R/ddm.R
In DDM: Death Registration Coverage Estimation

Documented in ddm ddmplot

# Author: tim
###############################################################################

#' @title run all three deaths registration coverage estimation methods
#' 
#' @description Estimate the generalized growth balance method, and the two Bennett-Horiuchi methods of estimating death registration coverage. This requires two censuses and an estimate of the deaths in each 5-year age group between censuses. This might be the arithmetic average of deaths in each age class, or simply the average of deaths around the time of the two censuses. All methods use some stable population assumptions.
---*---
Stated problem 1: From the DDM documentation page, reproduce the passage that begins at the words "# Author: tim" and stops after "stable population assumptions.".
Stated problem 2: Summarize the DDM documentation page in two sentences.

Records shown:
---*---
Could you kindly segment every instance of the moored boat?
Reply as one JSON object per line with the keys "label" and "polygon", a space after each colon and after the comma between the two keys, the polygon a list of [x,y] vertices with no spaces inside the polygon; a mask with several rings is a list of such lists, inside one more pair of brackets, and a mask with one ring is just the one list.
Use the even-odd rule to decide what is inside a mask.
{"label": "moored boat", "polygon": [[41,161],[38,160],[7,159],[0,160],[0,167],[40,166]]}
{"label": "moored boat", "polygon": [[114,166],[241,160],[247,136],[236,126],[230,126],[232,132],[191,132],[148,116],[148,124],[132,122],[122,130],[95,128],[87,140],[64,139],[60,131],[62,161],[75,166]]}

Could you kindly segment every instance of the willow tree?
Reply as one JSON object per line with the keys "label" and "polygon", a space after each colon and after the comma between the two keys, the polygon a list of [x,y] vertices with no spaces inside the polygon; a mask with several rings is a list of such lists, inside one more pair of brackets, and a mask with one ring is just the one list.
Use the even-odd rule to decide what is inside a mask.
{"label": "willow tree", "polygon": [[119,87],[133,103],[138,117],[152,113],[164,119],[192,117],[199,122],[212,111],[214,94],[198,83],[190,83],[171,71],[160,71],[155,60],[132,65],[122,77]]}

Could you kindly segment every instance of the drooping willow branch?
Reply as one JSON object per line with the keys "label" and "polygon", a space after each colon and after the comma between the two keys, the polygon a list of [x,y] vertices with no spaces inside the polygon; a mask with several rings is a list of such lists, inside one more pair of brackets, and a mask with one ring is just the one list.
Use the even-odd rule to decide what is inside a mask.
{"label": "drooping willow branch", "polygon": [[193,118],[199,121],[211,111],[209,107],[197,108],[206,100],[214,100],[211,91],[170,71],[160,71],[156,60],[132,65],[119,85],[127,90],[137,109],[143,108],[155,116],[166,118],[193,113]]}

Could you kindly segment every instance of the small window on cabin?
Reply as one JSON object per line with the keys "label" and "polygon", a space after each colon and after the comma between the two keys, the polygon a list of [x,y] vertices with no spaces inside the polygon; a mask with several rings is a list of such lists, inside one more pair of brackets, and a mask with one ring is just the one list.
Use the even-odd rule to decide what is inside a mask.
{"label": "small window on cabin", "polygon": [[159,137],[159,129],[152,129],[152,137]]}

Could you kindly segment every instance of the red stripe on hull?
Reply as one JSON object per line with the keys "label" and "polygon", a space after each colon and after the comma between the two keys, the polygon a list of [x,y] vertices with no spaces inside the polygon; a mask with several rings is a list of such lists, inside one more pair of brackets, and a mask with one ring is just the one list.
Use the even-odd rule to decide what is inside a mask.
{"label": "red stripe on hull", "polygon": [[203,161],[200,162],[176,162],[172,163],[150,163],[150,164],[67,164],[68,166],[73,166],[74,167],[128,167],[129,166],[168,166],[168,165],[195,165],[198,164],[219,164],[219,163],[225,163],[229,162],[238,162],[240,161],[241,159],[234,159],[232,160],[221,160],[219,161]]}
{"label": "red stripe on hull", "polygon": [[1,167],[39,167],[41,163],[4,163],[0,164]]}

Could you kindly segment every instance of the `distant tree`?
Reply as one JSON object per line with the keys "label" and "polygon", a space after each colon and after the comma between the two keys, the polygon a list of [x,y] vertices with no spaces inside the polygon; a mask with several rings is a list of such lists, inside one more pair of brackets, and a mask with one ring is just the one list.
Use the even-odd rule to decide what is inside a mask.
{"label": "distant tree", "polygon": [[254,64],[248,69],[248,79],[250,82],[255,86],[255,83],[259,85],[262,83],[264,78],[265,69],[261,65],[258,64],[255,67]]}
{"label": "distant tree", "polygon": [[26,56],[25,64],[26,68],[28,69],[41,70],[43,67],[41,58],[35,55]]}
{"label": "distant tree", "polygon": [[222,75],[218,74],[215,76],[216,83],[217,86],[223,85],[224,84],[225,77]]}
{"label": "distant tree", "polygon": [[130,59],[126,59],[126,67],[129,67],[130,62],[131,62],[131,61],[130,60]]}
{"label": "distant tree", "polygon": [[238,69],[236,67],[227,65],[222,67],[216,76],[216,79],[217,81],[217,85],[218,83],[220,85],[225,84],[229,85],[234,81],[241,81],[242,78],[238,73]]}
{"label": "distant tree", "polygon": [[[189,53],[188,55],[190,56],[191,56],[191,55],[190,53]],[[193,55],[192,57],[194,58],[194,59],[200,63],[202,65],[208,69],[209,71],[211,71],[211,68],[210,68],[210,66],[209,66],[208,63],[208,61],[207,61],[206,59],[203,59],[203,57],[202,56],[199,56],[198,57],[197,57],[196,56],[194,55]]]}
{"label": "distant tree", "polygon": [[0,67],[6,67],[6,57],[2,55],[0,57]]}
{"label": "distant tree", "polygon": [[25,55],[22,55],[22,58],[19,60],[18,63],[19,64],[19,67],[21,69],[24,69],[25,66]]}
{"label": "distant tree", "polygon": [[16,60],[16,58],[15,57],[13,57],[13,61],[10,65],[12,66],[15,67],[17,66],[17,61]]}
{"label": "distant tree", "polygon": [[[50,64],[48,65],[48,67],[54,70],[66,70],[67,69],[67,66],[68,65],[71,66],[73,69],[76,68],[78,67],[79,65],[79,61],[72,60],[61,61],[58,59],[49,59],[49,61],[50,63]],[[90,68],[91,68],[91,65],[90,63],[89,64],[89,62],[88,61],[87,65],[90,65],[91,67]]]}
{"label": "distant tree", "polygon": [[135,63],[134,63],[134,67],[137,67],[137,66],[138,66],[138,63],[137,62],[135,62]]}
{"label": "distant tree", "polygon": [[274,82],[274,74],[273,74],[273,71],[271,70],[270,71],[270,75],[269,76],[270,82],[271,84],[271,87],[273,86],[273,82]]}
---*---
Written response 1:
# Author: tim
###############################################################################

#' @title run all three deaths registration coverage estimation methods
#' 
#' @description Estimate the generalized growth balance method, and the two Bennett-Horiuchi methods of estimating death registration coverage. This requires two censuses and an estimate of the deaths in each 5-year age group between censuses. This might be the arithmetic average of deaths in each age class, or simply the average of deaths around the time of the two censuses. All methods use some stable population assumptions.

Written response 2: The function runs three death registration coverage estimation methods: the generalized growth balance method and the two Bennett-Horiuchi methods. They require two censuses and an estimate of deaths in each 5-year age group between the censuses, and all use some stable population assumptions.